** MATERIAL PROVIDED **
• • • •
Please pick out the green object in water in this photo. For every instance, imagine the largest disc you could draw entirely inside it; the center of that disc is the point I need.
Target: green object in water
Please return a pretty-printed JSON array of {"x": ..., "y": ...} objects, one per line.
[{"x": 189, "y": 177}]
• • • •
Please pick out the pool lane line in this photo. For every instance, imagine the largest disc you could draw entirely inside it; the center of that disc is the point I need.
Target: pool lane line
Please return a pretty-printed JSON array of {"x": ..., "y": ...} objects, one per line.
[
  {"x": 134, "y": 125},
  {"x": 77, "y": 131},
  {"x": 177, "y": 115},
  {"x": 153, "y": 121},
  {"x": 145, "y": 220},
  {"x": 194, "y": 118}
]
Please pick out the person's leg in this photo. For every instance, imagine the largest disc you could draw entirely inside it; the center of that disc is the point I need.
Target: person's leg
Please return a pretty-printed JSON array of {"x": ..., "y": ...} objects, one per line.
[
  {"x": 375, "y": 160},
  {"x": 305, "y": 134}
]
• • • •
** GOAL OF THE EXERCISE **
Looking at the records above, how many lines have the word "green" in them? State the number only.

** TASK ANSWER **
2